# Special Topics: Natural Language Processing
## Assignment #2: Word2Vec Implementation
## Clayton Haley

In [1]:
import pandas as pd
import random
import nltk
from nltk.stem import WordNetLemmatizer
from math import log2
from sklearn.metrics.pairwise import cosine_similarity

import tensorflow as tf
from keras import optimizers
from tensorflow.keras import backend as K
from tensorflow.python.ops import math_ops
from tensorflow.keras.preprocessing.text import one_hot
from tensorflow.keras.preprocessing.sequence import pad_sequences
from tensorflow.keras.models import Sequential
from tensorflow.keras.layers import Dense
from tensorflow.keras.layers import Flatten
from tensorflow.keras.layers import Embedding

import numpy as np
from scipy import spatial
import string
from nltk.corpus import stopwords 

import spacy

import warnings
warnings.filterwarnings("ignore", category=DeprecationWarning)
━━━━━━━━━━━━━━━━
• **WRITTEN REQUEST A**: For the Word2Vec assignment notebook, decide whether each statement agrees with it: (i) WordNetLemmatizer is imported from nltk.stem; (ii) the assignment is titled "Word2Vec Implementation"; (iii) Dense is imported directly from keras rather than from tensorflow.keras. Answer each with yes or no and quote the words from the notebook that settle it.
• **WRITTEN REQUEST B**: Pick up the Word2Vec assignment notebook after its final line of code and write the lines that come next.

• **DATASET**:
━━━━━━━━━━━━━━━━
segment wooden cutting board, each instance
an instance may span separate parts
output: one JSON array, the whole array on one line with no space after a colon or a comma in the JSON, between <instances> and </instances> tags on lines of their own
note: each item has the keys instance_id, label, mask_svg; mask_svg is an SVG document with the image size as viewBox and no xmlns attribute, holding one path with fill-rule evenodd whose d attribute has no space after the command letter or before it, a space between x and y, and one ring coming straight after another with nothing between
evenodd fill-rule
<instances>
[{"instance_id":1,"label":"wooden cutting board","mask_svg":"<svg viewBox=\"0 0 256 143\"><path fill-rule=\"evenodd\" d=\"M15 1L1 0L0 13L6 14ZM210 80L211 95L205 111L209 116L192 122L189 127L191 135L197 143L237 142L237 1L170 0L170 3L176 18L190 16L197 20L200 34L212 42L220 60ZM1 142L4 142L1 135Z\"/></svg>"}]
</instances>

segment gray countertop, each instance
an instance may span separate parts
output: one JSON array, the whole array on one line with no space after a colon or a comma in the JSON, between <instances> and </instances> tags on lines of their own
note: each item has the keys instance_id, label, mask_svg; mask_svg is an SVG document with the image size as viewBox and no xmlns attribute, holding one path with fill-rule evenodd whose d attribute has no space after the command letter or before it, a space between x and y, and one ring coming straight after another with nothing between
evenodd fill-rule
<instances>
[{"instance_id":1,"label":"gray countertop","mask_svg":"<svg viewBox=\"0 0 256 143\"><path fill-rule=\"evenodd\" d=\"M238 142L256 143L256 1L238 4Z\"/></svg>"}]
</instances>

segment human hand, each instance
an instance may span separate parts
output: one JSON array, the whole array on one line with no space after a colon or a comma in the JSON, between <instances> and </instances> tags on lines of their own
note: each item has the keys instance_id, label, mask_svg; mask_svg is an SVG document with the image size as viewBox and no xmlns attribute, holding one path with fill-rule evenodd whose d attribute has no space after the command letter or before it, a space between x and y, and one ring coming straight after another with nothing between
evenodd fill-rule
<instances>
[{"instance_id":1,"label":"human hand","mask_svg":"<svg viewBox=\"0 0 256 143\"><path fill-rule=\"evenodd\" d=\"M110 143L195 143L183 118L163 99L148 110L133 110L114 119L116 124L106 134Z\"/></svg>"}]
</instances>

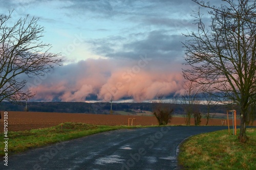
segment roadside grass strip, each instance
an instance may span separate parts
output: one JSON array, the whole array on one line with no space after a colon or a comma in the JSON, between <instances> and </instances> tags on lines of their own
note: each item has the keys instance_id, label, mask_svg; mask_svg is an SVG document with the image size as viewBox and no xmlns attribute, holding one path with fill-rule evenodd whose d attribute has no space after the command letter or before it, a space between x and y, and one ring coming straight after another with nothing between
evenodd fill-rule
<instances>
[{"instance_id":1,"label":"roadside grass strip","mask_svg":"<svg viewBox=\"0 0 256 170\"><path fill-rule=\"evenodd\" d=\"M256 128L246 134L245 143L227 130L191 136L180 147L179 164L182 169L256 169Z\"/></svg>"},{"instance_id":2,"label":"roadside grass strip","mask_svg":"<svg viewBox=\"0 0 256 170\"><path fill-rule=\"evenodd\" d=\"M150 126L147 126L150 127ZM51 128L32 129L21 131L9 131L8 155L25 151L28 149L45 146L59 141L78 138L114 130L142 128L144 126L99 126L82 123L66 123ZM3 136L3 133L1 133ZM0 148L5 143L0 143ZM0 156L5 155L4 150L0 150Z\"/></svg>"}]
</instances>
━━━━━━━━━━━━━━━━
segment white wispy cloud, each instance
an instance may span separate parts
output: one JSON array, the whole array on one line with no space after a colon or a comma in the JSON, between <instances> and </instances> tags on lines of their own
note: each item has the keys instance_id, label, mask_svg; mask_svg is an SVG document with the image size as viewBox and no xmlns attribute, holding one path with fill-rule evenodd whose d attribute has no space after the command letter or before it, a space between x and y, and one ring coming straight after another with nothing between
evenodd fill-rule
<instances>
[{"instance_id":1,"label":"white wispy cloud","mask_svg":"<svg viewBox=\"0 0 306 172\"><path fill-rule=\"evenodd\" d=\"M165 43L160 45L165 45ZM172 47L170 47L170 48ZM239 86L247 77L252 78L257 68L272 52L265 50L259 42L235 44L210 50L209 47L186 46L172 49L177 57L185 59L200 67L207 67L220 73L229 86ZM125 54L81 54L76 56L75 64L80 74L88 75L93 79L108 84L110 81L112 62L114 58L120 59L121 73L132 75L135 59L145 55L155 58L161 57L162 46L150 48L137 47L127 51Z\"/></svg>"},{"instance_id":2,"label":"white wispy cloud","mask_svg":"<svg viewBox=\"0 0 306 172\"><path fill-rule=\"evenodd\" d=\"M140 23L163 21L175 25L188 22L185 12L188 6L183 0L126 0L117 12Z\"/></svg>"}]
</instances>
━━━━━━━━━━━━━━━━
• **EXPECTED OUTPUT A**:
(i) Yes: "from nltk.stem import WordNetLemmatizer"
(ii) Yes: "Assignment #2: Word2Vec Implementation"
(iii) No: "from tensorflow.keras.layers import Dense"

• **EXPECTED OUTPUT B**:
warnings.filterwarnings("ignore", category=FutureWarning)

In [2]:
reviews_df = pd.DataFrame(pd.read_csv("Review_word2vec.csv"))
reviews_df.head()

Unnamed: 0.1,Unnamed: 0,Id,ProductId,UserId,ProfileName,HelpfulnessNumerator,HelpfulnessDenominator,Score,Time,Summary,Text
0,1395,1396,B00068PCTU,A1WLOJBYGZ49HL,"Brian F., Gloucester, MA",0,0,5,1333843200,The best I've ever had!,I am so happy I discovered this product. I had...
1,343222,343223,B000WFEN74,A14PLPD8AWSF3R,"A. isa ""sevendaymagic""",3,5,2,1340928000,Most of the Cans Were Dented,I've been ordering a lot of these. Many of the...
2,163165,163166,B00015UC8O,AR6KPQ78PW5WG,jturney,4,4,5,1285027200,baking aide,"I'm learning to make sour dough bread, and the..."
3,98713,98714,B001EO5Q1E,A2FPN31EGMHSIB,LinLou,0,0,5,1293753600,pleased,"I cannot find this product in any store,so I w..."
4,550051,550052,B000CQIDJM,A12E78L9515IF6,Husam J. Alnajjar,0,0,4,1209686400,only a hint of flavour,"Been a fan of Stash teas, but I never ventured..."


In [3]:
reviews_text = list(reviews_df.Text)
reviews_text[3]

'I cannot find this product in any store,so I was very pleased to be able to get it at Amazon.'

## Implementation of Word2Vec

In [4]:
class Word2Vec:
    
    """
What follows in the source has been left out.